## START Reading passage

That intensity can be turned to advantage. Many of those in prison have become disconnected from the community and alienated from a sense of mutuality with the wider society. Artmaking is a process. The self‑reflection and criticality that it demands can change how one sees the world and understands one’s place within it. But art has also become entangled in notions of leisure and luxury, especially when viewed through a neoliberal lens.
As the Anglophone West becomes increasingly atomised, focusing on the self tends to make societies less compassionate towards the situation of others and failures become characterised as personal rather than systemic weaknesses. In many cases, the retributive response to offenders waxes, at the same time the systemic and contextual contributing factors of crime multiply. This is something recognised in countries such as Norway and the Netherlands, where crime is considered a societal rather than just an individual responsibility; where offenders are understood as people who need help. The focus is on restorative processes that encourage the individual to understand the impact of their crime while maintaining and developing family and community connection.

## END Reading passage

* Task details *
Quote the passage on art and imprisonment word for word, from "As the Anglophone" up to and including "and community connection.".

## START Provided data

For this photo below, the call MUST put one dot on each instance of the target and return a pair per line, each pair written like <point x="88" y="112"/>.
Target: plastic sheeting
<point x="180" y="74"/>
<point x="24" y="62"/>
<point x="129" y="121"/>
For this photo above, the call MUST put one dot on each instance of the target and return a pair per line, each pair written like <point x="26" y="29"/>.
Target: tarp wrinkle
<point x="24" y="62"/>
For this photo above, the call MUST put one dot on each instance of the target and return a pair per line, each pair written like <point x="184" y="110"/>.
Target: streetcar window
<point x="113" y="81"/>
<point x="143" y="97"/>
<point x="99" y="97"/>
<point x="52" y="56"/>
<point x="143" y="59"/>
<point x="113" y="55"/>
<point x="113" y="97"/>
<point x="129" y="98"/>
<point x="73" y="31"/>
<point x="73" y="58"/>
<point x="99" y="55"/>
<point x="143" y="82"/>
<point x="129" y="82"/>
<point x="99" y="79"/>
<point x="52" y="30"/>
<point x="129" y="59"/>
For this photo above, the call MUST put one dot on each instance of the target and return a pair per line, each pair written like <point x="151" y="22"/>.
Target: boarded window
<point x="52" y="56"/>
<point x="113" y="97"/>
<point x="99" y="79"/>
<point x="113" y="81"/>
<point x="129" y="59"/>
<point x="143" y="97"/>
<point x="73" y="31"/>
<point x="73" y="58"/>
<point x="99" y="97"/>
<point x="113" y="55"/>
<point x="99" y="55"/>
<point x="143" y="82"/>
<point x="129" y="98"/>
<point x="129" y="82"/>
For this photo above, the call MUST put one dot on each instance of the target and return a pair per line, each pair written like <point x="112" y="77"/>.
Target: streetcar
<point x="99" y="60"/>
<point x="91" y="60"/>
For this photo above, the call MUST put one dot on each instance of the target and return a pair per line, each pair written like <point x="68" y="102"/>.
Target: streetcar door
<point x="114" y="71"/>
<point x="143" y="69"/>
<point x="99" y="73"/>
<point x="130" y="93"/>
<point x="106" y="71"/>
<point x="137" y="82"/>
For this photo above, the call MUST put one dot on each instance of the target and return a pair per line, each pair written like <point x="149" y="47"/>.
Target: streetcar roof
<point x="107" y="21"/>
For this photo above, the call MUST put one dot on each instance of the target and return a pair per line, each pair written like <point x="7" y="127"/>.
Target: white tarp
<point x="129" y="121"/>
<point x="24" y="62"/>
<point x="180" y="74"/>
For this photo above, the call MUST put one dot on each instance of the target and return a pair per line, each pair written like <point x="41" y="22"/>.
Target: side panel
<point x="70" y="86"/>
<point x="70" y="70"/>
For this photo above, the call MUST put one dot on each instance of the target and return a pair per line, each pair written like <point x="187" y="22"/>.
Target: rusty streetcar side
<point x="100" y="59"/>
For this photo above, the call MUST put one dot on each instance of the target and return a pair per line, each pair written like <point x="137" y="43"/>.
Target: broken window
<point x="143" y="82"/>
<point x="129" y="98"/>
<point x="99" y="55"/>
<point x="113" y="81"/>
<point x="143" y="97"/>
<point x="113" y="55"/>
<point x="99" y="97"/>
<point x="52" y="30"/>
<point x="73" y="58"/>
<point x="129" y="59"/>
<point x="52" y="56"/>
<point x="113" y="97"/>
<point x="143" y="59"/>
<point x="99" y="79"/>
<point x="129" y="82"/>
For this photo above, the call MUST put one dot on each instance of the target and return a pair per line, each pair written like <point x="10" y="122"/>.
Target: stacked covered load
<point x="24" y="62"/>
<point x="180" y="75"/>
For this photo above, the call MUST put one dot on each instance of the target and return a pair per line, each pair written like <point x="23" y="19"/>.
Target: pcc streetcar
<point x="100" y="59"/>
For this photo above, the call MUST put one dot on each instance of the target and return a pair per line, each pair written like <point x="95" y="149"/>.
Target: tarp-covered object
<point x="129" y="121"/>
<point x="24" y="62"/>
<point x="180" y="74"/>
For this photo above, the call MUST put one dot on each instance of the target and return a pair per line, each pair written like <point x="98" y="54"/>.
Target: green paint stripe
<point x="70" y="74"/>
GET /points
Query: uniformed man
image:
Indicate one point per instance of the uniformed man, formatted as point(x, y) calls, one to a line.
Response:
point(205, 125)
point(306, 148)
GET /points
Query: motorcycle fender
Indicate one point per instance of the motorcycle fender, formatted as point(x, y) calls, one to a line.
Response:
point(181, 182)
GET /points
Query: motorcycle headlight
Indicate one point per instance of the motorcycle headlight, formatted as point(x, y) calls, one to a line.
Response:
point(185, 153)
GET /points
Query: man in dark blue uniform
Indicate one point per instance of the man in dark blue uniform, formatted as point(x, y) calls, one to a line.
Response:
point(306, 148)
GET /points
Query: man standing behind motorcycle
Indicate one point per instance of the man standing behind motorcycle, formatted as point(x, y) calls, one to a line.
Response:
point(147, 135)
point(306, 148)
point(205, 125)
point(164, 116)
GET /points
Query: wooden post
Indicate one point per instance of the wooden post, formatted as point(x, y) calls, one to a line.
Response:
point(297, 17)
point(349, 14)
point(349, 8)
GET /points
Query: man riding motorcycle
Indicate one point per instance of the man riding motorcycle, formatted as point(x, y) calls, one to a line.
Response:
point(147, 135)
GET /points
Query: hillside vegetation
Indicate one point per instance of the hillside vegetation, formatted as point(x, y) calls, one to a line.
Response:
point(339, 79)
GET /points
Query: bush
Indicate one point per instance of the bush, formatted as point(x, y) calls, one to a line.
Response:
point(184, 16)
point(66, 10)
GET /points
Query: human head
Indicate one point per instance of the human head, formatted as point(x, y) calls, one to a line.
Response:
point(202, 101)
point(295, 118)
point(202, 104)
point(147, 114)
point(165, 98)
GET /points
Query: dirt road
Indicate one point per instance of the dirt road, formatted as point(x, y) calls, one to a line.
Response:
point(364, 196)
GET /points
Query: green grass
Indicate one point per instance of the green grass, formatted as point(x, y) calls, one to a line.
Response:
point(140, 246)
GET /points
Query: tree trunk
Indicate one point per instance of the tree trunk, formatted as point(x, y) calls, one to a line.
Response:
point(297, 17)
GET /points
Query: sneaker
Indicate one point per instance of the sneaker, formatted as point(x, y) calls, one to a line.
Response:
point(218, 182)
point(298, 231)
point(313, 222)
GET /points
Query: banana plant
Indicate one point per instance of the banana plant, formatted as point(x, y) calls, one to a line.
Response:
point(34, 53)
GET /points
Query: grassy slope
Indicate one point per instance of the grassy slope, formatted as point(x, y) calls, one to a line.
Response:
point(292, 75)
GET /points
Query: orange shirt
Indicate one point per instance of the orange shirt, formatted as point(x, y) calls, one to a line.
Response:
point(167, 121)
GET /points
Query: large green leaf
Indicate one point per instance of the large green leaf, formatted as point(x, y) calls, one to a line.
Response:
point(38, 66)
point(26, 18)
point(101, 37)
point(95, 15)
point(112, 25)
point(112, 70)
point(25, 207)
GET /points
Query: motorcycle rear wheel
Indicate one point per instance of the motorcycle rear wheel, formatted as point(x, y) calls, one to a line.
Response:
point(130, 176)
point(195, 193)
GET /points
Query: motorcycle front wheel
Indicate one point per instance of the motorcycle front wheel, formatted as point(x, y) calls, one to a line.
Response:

## END Provided data

* Exercise solution *
As the Anglophone West becomes increasingly atomised, focusing on the self tends to make societies less compassionate towards the situation of others and failures become characterised as personal rather than systemic weaknesses. In many cases, the retributive response to offenders waxes, at the same time the systemic and contextual contributing factors of crime multiply. This is something recognised in countries such as Norway and the Netherlands, where crime is considered a societal rather than just an individual responsibility; where offenders are understood as people who need help. The focus is on restorative processes that encourage the individual to understand the impact of their crime while maintaining and developing family and community connection.